# EXERCISE GOAL
Please repeat every entry exactly as given, apart from dropping the images.

# DATASET ENTRIES
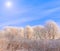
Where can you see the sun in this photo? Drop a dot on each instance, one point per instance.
(8, 4)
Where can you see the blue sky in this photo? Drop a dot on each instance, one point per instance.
(29, 12)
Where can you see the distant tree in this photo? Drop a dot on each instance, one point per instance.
(28, 32)
(21, 32)
(52, 29)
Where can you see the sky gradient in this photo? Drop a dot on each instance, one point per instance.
(29, 12)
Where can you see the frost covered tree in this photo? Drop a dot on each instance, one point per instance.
(39, 32)
(52, 29)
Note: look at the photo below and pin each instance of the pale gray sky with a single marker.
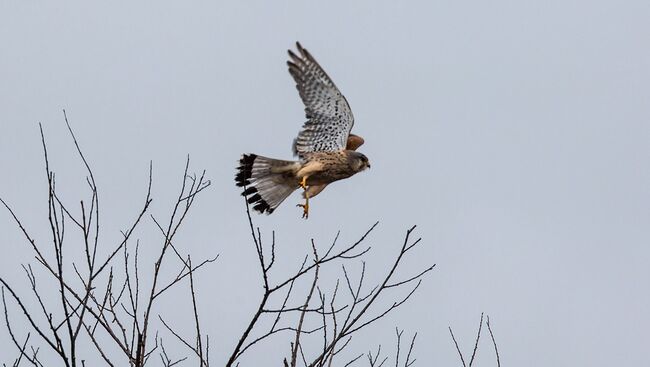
(514, 133)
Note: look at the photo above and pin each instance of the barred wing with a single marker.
(329, 116)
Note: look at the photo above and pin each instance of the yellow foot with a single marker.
(305, 210)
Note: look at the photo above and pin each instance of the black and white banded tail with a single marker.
(267, 181)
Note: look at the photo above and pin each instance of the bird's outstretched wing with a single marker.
(329, 115)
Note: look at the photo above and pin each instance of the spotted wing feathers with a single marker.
(329, 116)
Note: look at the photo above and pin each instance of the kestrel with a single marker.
(325, 147)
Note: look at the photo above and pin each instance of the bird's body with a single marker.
(326, 149)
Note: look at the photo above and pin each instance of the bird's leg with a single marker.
(305, 206)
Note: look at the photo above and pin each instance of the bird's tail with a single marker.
(267, 181)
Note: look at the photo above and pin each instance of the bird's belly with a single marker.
(326, 177)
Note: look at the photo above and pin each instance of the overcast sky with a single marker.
(513, 133)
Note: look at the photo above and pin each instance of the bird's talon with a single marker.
(305, 210)
(303, 183)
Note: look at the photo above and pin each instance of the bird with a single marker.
(325, 147)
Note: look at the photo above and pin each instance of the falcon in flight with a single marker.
(325, 147)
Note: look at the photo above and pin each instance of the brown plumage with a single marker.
(326, 149)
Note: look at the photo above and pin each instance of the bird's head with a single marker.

# EXERCISE RESULT
Where can you see the sun in this photo? Drop a dot on each instance, one point per instance.
(8, 4)
Where can you see the blue sky in this photo? Drop a dot on each instance, one point per instance.
(29, 12)
Where can you see the distant tree in this photo? Drop a dot on each instance, one point per instance.
(28, 32)
(21, 32)
(52, 29)
Where can you see the sky gradient in this photo? Drop a dot on each instance, one point per instance.
(29, 12)
Where can you see the frost covered tree in this photo? Drop a dot on each instance, one point per instance.
(39, 32)
(52, 29)
Note: look at the photo below and pin each instance of the pale gray sky with a single marker.
(514, 133)
Note: look at the photo above and pin each instance of the barred wing with a single marker.
(329, 116)
Note: look at the photo above and pin each instance of the yellow foot with a single marker.
(305, 210)
Note: look at the photo above and pin each instance of the black and white banded tail with a single marker.
(267, 181)
Note: look at the photo above and pin each instance of the bird's outstretched wing with a single marker.
(329, 115)
Note: look at the photo above and pin each instance of the spotted wing feathers with a single marker.
(329, 116)
Note: look at the photo above and pin each instance of the kestrel with a single marker.
(325, 147)
Note: look at the photo above and pin each instance of the bird's body with a single marker.
(326, 149)
Note: look at the photo above and pin each instance of the bird's leg with a single marker.
(305, 206)
Note: look at the photo above and pin each instance of the bird's tail with a single marker.
(267, 181)
Note: look at the photo above and pin each instance of the bird's belly with a single marker.
(326, 177)
Note: look at the photo above and pin each instance of the overcast sky with a single marker.
(513, 133)
Note: look at the photo above and pin each instance of the bird's talon with a single marker.
(305, 210)
(303, 183)
Note: look at the photo above and pin each instance of the bird with a single marker.
(325, 147)
Note: look at the photo above and pin each instance of the falcon in flight with a single marker.
(325, 147)
Note: look at the photo above and pin each instance of the brown plumage with a single marker.
(326, 149)
Note: look at the photo above and pin each instance of the bird's head with a single marker.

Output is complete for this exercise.